__The exercise__. Copy out the entries below in full and exactly.

Dataset entries
↓
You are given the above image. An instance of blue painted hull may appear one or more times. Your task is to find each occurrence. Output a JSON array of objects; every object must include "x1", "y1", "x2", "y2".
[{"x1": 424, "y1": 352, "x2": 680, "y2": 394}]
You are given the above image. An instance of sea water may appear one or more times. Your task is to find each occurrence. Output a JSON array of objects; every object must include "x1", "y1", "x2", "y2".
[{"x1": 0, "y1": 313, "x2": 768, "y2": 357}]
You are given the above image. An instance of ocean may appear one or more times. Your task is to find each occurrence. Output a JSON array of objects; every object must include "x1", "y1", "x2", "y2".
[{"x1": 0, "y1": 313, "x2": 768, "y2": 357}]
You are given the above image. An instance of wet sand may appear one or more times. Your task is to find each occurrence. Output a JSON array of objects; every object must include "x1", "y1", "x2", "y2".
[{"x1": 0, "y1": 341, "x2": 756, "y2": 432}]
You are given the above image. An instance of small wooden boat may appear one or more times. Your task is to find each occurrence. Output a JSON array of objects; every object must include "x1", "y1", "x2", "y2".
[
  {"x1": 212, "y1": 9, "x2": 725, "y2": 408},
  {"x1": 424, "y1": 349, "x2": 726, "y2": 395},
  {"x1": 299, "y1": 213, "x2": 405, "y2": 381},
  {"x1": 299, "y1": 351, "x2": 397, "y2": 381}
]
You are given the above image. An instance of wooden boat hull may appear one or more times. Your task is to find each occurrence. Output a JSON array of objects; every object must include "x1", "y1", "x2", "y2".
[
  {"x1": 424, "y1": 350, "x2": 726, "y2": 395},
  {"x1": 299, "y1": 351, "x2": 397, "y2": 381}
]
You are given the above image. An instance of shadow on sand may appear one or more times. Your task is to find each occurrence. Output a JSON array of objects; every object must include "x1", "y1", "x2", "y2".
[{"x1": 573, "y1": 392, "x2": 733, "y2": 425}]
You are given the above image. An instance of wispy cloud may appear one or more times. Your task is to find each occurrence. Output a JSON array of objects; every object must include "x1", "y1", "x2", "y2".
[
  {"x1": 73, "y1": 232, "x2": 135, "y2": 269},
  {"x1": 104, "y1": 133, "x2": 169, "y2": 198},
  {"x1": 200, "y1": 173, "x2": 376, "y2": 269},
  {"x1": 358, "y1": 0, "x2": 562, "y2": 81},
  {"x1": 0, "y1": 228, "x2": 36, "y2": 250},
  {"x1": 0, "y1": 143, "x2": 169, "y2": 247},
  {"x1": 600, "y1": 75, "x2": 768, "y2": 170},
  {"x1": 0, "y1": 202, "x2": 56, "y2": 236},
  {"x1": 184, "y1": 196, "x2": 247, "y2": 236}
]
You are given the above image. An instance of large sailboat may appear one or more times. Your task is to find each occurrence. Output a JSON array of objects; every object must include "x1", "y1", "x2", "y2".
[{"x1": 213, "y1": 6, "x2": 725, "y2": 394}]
↑
__Output for this task__.
You are given the above image. An instance of blue painted hull may appear one or more times. Your task is to find each occurrence. Output a JSON array of objects; every object must include "x1", "y1", "x2", "y2".
[{"x1": 424, "y1": 352, "x2": 680, "y2": 394}]
You are given the above image. An instance of sea water may appear one or more times. Your task is to find each occurrence. Output a JSON array of objects; every object must include "x1", "y1", "x2", "y2".
[{"x1": 0, "y1": 313, "x2": 768, "y2": 357}]
You are given the above image. An instance of ocean may appear one or more times. Your task is to find each occurrence. Output a JSON array of objects; every object must include "x1", "y1", "x2", "y2".
[{"x1": 0, "y1": 313, "x2": 768, "y2": 357}]
You are given the above image. An instance of wet sand may appear one or more times. Your task is to find each occurrence. Output a JSON array of objects; every object must include "x1", "y1", "x2", "y2".
[{"x1": 0, "y1": 341, "x2": 756, "y2": 432}]
You are given the above image. An instance of small wooden boat may appear one or more times. Your task is to find each occurrence. Output a JSON array of objects; every object must include "x1", "y1", "x2", "y2".
[
  {"x1": 212, "y1": 9, "x2": 725, "y2": 408},
  {"x1": 424, "y1": 349, "x2": 726, "y2": 395},
  {"x1": 299, "y1": 213, "x2": 405, "y2": 381},
  {"x1": 299, "y1": 351, "x2": 397, "y2": 381}
]
You are given the above image. An instance of wooden boat hull may appear one or more times. Your task is to find each occurrence. Output a JSON array of objects; every object must include "x1", "y1", "x2", "y2".
[
  {"x1": 424, "y1": 350, "x2": 726, "y2": 395},
  {"x1": 299, "y1": 351, "x2": 397, "y2": 381}
]
You are given the above image. An instance of shadow on sand may appear one or more times. Your task is to find each occurrence. Output a JSON array of objects; every object must include "x1", "y1", "x2", "y2".
[{"x1": 573, "y1": 392, "x2": 733, "y2": 425}]
You are given the above image. An instance of wispy cloud may appear one or more times. Your task is to find each occurrence. Output a JSON array of objects; every object must include "x1", "y1", "x2", "y2".
[
  {"x1": 73, "y1": 232, "x2": 135, "y2": 269},
  {"x1": 104, "y1": 133, "x2": 169, "y2": 198},
  {"x1": 200, "y1": 173, "x2": 376, "y2": 269},
  {"x1": 358, "y1": 0, "x2": 562, "y2": 81},
  {"x1": 0, "y1": 228, "x2": 36, "y2": 250},
  {"x1": 0, "y1": 143, "x2": 169, "y2": 247},
  {"x1": 600, "y1": 75, "x2": 768, "y2": 170},
  {"x1": 0, "y1": 202, "x2": 56, "y2": 236},
  {"x1": 184, "y1": 196, "x2": 247, "y2": 236}
]
You are given the above image. An instance of large sailboat may appear one or more times. Your task is to find each occurrence. Output a JSON array of objects; every object must include "x1", "y1", "x2", "y2".
[{"x1": 213, "y1": 6, "x2": 725, "y2": 394}]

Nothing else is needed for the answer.